[Image point grounding data]
————————

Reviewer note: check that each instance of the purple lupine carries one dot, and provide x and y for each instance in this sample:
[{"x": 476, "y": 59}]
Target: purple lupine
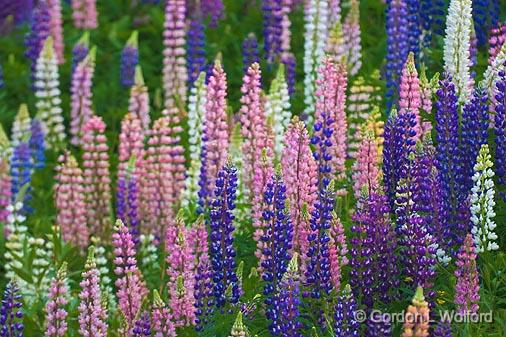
[
  {"x": 195, "y": 53},
  {"x": 397, "y": 47},
  {"x": 500, "y": 130},
  {"x": 277, "y": 238},
  {"x": 250, "y": 52},
  {"x": 448, "y": 160},
  {"x": 11, "y": 314},
  {"x": 345, "y": 322},
  {"x": 474, "y": 133},
  {"x": 222, "y": 252},
  {"x": 273, "y": 15},
  {"x": 129, "y": 60},
  {"x": 374, "y": 274}
]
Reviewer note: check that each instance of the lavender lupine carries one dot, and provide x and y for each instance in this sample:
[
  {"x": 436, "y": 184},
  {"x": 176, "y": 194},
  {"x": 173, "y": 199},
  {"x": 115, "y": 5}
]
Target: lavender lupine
[
  {"x": 11, "y": 312},
  {"x": 39, "y": 32},
  {"x": 56, "y": 314},
  {"x": 222, "y": 250},
  {"x": 129, "y": 61},
  {"x": 92, "y": 314},
  {"x": 397, "y": 47}
]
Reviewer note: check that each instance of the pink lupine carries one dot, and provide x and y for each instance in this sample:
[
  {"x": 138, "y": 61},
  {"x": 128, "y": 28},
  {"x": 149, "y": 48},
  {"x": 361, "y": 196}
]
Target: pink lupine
[
  {"x": 138, "y": 103},
  {"x": 81, "y": 95},
  {"x": 164, "y": 175},
  {"x": 337, "y": 251},
  {"x": 366, "y": 172},
  {"x": 84, "y": 14},
  {"x": 181, "y": 271},
  {"x": 130, "y": 287},
  {"x": 70, "y": 202},
  {"x": 92, "y": 315},
  {"x": 56, "y": 325},
  {"x": 56, "y": 28},
  {"x": 467, "y": 288},
  {"x": 410, "y": 93},
  {"x": 216, "y": 134},
  {"x": 174, "y": 61},
  {"x": 97, "y": 181},
  {"x": 300, "y": 177},
  {"x": 331, "y": 98}
]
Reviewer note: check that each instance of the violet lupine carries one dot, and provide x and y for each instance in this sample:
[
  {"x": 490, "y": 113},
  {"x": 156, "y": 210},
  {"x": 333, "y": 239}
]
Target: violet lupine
[
  {"x": 215, "y": 135},
  {"x": 374, "y": 275},
  {"x": 97, "y": 181},
  {"x": 92, "y": 314},
  {"x": 56, "y": 314},
  {"x": 222, "y": 252},
  {"x": 129, "y": 284},
  {"x": 56, "y": 28},
  {"x": 181, "y": 272},
  {"x": 273, "y": 16},
  {"x": 69, "y": 197},
  {"x": 48, "y": 102},
  {"x": 138, "y": 102},
  {"x": 196, "y": 53},
  {"x": 216, "y": 10},
  {"x": 250, "y": 52},
  {"x": 81, "y": 110},
  {"x": 39, "y": 32},
  {"x": 174, "y": 72},
  {"x": 277, "y": 239},
  {"x": 345, "y": 321},
  {"x": 397, "y": 47},
  {"x": 129, "y": 61},
  {"x": 84, "y": 14},
  {"x": 468, "y": 286},
  {"x": 11, "y": 312},
  {"x": 352, "y": 41},
  {"x": 300, "y": 176}
]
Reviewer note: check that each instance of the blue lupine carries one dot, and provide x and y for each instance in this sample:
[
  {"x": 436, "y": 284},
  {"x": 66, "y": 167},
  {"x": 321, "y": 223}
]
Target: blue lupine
[
  {"x": 345, "y": 322},
  {"x": 196, "y": 53},
  {"x": 397, "y": 47},
  {"x": 277, "y": 240},
  {"x": 11, "y": 314},
  {"x": 222, "y": 251},
  {"x": 37, "y": 144},
  {"x": 39, "y": 32},
  {"x": 500, "y": 130},
  {"x": 129, "y": 60}
]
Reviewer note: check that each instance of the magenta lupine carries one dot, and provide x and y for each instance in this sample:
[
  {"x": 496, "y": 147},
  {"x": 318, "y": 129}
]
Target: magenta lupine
[
  {"x": 468, "y": 286},
  {"x": 92, "y": 314},
  {"x": 410, "y": 93},
  {"x": 56, "y": 314},
  {"x": 331, "y": 98},
  {"x": 81, "y": 95},
  {"x": 56, "y": 28},
  {"x": 97, "y": 181},
  {"x": 215, "y": 138},
  {"x": 175, "y": 73},
  {"x": 70, "y": 202},
  {"x": 299, "y": 174},
  {"x": 138, "y": 103},
  {"x": 181, "y": 271},
  {"x": 84, "y": 14},
  {"x": 130, "y": 287}
]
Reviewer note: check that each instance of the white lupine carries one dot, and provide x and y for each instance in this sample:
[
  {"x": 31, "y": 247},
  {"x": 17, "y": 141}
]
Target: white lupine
[
  {"x": 21, "y": 128},
  {"x": 457, "y": 57},
  {"x": 196, "y": 112},
  {"x": 47, "y": 93},
  {"x": 315, "y": 37},
  {"x": 482, "y": 203},
  {"x": 277, "y": 108}
]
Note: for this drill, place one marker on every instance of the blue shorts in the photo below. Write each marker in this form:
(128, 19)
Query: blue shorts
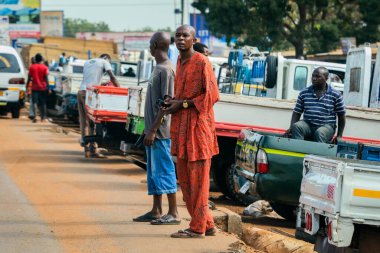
(160, 170)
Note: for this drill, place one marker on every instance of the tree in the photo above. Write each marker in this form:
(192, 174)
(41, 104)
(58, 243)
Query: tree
(72, 26)
(314, 25)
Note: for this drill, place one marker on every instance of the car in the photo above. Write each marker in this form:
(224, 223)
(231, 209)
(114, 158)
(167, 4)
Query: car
(12, 82)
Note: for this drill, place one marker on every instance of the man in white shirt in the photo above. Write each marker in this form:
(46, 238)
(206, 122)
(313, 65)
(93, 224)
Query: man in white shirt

————————

• AIM OF THE TASK:
Within the data above, find the lines that contain the word "photo" and copy each of them.

• RESULT OF THIS TASK:
Note: for this drill, place one marker on every instance of the blue shorts in the photo below. Write each marker in this form:
Note: for this drill, place one marker on every instance of the tree in the photo above. Write each marker in this form:
Note: for this drill, place one marker on every instance of the car in the photo above. Write each marker in this form:
Note: for this drill, place one marker on every instance of the man in white shirt in the photo above. Write each marker in this form:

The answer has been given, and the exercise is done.